**THE TASK**:
Continue the passage on Franklin's Gardens, the rugby stadium in Northampton, from where it stops.

**PASSAGE SHOWN**:
Franklin's Gardens (currently known for sponsorship purposes as cinch Stadium at Franklin's Gardens) is a purpose-built rugby stadium in Northampton, England.  It is the home stadium of Northampton Saints. The stadium holds 15,249 people. The four stands are: Carlsberg Stand; Cinch Stand; Church's Stand; and Barwell Stand. It is also a conference, meeting & events venue as well as the only Premiership Rugby ground with its own cenotaph, the setting for a ceremony every Remembrance Weekend.

History of Franklin's Gardens
The Gardens, originally known as Melbourne Gardens, were created by John Collier, and opened in 1864. After his death in 1885 they were bought by John Franklin, a successful hotelier, in 1886 who renamed them Franklin's Gardens the following year.

In 1888 the Gardens were sold for £17,000 to the Northampton Brewery Company who started making extensive improvements. New features included a running track, bicycle track, cricket ground, swimming pool, bear pit, a large ornamental lake, an improved monkey house and a larger zoological garden.

Franklin's Gardens was described as the "Champs Elysees of Northampton" and trams ran from the town centre every few minutes for a penny. Home matches began in Abbey fields, next door to Franklin's Gardens and it wasn't until the late 1880s when the Saints moved to Franklin's Gardens.

At the end of the 1896/97 season a new stand was built by Mr A Dunham's building company, 45 feet long and costing £45 5s. It was carpeted and reserved for members paying 10s 6d for season tickets.

**STORED DATA**:

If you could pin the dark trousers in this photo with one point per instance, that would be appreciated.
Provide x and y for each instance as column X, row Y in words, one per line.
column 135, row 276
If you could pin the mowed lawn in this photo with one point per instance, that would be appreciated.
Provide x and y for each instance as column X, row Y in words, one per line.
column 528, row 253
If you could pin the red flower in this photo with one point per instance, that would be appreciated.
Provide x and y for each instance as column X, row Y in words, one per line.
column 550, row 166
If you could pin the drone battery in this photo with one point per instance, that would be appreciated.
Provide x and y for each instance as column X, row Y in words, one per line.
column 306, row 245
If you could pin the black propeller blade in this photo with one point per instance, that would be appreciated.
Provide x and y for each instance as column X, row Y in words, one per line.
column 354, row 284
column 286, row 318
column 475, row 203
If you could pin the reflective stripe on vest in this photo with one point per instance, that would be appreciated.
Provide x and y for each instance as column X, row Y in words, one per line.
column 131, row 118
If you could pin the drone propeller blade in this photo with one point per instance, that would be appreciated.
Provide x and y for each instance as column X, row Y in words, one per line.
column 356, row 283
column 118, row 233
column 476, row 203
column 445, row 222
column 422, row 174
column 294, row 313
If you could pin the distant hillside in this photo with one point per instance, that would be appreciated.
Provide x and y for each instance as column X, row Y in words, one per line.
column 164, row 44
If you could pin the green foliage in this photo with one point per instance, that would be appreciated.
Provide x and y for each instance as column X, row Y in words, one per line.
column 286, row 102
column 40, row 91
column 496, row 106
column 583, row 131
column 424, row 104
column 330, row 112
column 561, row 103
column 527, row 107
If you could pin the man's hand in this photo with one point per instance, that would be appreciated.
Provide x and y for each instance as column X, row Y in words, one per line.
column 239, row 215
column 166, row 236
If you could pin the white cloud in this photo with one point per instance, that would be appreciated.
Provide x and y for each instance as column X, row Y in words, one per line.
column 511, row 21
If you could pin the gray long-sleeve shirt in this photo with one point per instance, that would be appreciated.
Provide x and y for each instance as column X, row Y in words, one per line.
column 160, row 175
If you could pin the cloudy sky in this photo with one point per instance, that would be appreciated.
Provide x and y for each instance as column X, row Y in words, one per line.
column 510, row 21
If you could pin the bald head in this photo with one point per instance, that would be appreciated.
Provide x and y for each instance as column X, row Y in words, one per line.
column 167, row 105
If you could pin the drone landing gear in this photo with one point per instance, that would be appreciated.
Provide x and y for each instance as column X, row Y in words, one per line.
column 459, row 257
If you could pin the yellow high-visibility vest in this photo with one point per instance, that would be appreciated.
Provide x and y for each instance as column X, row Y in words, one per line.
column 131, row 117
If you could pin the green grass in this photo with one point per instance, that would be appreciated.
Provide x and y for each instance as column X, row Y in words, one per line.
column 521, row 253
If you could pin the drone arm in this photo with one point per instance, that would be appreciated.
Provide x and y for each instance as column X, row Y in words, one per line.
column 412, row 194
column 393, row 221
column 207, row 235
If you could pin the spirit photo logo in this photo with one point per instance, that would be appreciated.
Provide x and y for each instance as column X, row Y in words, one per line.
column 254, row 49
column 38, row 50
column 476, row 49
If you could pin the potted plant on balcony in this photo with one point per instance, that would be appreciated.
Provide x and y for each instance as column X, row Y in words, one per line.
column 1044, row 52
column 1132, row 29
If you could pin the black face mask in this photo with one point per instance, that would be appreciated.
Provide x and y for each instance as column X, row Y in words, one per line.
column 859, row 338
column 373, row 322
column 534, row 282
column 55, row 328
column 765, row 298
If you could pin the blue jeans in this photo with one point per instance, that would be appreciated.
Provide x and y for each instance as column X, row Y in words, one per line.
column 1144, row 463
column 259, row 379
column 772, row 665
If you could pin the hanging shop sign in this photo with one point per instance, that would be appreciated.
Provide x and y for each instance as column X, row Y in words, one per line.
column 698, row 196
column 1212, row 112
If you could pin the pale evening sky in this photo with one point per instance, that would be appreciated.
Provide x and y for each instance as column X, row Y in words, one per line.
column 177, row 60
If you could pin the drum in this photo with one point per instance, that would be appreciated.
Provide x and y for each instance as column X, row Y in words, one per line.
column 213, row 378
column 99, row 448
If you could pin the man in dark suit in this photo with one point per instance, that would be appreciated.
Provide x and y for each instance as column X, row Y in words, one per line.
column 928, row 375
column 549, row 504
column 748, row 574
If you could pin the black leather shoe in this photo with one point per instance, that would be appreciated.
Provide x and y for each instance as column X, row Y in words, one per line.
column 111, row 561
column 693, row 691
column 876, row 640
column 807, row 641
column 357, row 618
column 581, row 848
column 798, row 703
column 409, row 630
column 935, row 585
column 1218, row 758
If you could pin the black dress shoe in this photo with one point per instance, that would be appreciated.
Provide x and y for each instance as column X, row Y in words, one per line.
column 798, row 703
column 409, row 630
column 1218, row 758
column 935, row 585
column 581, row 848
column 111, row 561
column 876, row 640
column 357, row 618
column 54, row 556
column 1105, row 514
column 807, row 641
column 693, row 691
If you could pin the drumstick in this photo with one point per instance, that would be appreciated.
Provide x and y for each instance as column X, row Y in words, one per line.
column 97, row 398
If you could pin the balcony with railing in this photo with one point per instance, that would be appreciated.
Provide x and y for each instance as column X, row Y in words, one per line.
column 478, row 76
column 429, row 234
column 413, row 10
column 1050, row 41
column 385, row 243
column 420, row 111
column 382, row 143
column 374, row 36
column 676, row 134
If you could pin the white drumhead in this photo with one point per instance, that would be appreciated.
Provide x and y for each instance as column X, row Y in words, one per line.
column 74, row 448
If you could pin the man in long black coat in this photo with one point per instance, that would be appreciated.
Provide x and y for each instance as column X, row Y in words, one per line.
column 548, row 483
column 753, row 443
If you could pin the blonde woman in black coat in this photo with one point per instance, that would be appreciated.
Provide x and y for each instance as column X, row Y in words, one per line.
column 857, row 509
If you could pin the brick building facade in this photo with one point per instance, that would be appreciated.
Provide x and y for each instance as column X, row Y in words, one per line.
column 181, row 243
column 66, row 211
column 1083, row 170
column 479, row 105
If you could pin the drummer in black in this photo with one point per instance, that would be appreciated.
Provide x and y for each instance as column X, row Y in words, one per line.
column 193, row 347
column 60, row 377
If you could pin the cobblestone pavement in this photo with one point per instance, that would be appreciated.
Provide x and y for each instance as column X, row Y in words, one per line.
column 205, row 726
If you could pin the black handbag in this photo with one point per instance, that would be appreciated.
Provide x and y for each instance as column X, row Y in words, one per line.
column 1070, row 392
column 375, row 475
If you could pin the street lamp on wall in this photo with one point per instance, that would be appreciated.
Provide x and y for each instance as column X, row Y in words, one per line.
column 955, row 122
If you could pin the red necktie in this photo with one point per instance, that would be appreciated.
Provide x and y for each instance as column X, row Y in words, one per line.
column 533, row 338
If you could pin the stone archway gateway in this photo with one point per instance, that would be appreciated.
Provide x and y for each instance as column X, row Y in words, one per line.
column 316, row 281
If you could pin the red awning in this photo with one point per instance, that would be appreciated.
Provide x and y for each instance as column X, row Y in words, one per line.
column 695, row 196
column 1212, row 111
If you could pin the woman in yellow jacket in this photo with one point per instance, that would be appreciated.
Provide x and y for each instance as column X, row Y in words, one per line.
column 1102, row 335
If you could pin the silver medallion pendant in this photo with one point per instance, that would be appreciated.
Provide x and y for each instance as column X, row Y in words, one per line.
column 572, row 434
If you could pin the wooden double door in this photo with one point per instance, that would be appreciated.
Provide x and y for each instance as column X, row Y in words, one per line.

**THE REPLY**:
On 9 October 1920, a two-page advertisement in the Independent appeared offering 15,000 shares in a new company, Franklins Gardens Sports and Pleasure Co Ltd. The company prospectus proposed to turn the site into a sports complex, allowing the Saints to play at the Gardens in return for a percentage of the gate.

During the Second World War Franklin's Gardens was used for livestock. However that didn't last long, as there was a new-look Franklin's Gardens in, with its £6,000 Member's stand.

The 1966/67 season kicked off with style with the opening of the Peter Haddon designed Gordon Sturtridge Pavilion, marked by a floodlit game between the Saints and an R E G Jeeps XV. The pavilion enhanced the Gardens’ reputation for being one of the finest rugby grounds in the country.

During the 1976/77 season the club acquired a four-acre training pitch on a 60-year lease at the back of the ground and in November 1977, the committee pulled off its biggest coup by buying Franklin's Gardens outright for £30,000.

During the early 1990s a raft of temporary stands increased the capacity up to 10,000. Then in 2001 the stadium underwent a complete re-build. The fans got their first look of the £6 million new look Franklin's Gardens on 8 September 2001.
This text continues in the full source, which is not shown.